START Data for review
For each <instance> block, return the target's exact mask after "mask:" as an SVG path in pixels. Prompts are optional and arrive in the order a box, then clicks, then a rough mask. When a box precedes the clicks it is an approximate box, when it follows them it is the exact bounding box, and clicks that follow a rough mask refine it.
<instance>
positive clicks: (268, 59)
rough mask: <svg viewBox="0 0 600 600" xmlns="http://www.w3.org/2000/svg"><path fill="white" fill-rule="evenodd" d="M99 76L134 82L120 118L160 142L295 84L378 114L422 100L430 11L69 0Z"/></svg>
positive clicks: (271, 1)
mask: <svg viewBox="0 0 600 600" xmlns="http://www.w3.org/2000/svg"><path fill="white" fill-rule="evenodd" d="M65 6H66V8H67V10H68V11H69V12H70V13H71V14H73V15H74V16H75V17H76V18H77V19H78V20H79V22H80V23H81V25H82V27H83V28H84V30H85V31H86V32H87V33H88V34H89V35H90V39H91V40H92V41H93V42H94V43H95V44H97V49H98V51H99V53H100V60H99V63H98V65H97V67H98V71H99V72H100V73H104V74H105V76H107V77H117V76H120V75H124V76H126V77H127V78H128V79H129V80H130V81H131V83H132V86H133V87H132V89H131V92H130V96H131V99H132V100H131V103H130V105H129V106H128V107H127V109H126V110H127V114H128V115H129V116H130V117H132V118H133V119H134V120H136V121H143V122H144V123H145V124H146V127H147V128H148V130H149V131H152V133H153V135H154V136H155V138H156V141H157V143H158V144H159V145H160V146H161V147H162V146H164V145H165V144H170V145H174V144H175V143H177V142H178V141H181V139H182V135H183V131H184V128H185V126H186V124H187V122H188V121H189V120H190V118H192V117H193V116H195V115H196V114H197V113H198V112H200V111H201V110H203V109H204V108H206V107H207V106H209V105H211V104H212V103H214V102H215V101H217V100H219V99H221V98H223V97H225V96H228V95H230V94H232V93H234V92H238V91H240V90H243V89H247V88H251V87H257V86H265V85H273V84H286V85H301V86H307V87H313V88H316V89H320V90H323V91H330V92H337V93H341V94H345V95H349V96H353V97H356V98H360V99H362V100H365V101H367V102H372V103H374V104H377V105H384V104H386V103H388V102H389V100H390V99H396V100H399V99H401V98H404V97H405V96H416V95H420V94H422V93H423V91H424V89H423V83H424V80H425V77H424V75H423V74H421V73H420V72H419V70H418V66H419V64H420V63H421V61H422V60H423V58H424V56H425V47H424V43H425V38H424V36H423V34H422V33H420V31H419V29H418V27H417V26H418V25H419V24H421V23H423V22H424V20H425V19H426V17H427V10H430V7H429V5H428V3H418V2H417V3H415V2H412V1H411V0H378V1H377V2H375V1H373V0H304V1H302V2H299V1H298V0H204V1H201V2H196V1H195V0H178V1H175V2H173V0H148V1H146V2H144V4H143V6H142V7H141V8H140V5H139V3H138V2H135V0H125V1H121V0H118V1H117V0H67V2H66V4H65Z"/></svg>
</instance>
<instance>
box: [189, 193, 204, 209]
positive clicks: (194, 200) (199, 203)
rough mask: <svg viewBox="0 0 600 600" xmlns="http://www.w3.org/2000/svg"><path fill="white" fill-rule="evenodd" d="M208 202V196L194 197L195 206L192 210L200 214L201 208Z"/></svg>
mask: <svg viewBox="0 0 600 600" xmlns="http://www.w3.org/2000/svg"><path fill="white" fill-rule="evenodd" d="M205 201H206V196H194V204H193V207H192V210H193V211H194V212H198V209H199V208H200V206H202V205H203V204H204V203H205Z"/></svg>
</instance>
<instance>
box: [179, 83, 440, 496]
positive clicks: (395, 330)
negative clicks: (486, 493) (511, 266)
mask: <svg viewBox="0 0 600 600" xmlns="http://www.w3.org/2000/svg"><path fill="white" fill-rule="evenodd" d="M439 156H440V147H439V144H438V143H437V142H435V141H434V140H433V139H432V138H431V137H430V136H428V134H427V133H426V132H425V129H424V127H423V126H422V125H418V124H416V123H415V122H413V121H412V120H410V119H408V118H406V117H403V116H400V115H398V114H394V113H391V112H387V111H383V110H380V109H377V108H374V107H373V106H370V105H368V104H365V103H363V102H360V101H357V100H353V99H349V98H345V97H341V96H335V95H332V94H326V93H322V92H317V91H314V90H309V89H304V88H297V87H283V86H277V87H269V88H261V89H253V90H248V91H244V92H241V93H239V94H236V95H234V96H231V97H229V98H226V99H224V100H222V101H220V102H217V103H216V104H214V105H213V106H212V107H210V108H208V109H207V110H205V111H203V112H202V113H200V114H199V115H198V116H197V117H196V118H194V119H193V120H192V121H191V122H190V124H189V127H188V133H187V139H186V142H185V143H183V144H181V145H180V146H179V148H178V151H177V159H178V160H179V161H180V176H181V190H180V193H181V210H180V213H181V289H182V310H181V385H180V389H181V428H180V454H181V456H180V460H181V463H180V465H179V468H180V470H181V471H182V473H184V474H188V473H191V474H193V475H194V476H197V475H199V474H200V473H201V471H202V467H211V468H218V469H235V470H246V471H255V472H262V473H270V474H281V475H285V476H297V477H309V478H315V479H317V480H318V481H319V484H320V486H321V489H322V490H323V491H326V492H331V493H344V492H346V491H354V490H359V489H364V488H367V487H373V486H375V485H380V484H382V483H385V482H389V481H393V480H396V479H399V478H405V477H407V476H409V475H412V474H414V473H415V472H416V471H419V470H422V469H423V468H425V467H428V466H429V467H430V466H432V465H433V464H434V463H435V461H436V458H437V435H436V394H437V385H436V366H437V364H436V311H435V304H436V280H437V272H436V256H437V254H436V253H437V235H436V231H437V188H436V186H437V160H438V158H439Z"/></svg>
END Data for review
→ **Required action**:
In the data above, repeat exactly each line from the first through the line that contains "76L134 82L120 118L160", and give nothing else.

→ **Answer to the exercise**:
For each <instance> block, return the target's exact mask after "mask:" as an SVG path in pixels. Prompts are optional and arrive in the order a box, then clicks, then a rough mask. When a box precedes the clicks it is an approximate box, when it follows them it is the exact bounding box, and clicks that follow a rough mask refine it.
<instance>
positive clicks: (268, 59)
rough mask: <svg viewBox="0 0 600 600" xmlns="http://www.w3.org/2000/svg"><path fill="white" fill-rule="evenodd" d="M99 76L134 82L120 118L160 142L295 84L378 114L422 100L430 11L69 0Z"/></svg>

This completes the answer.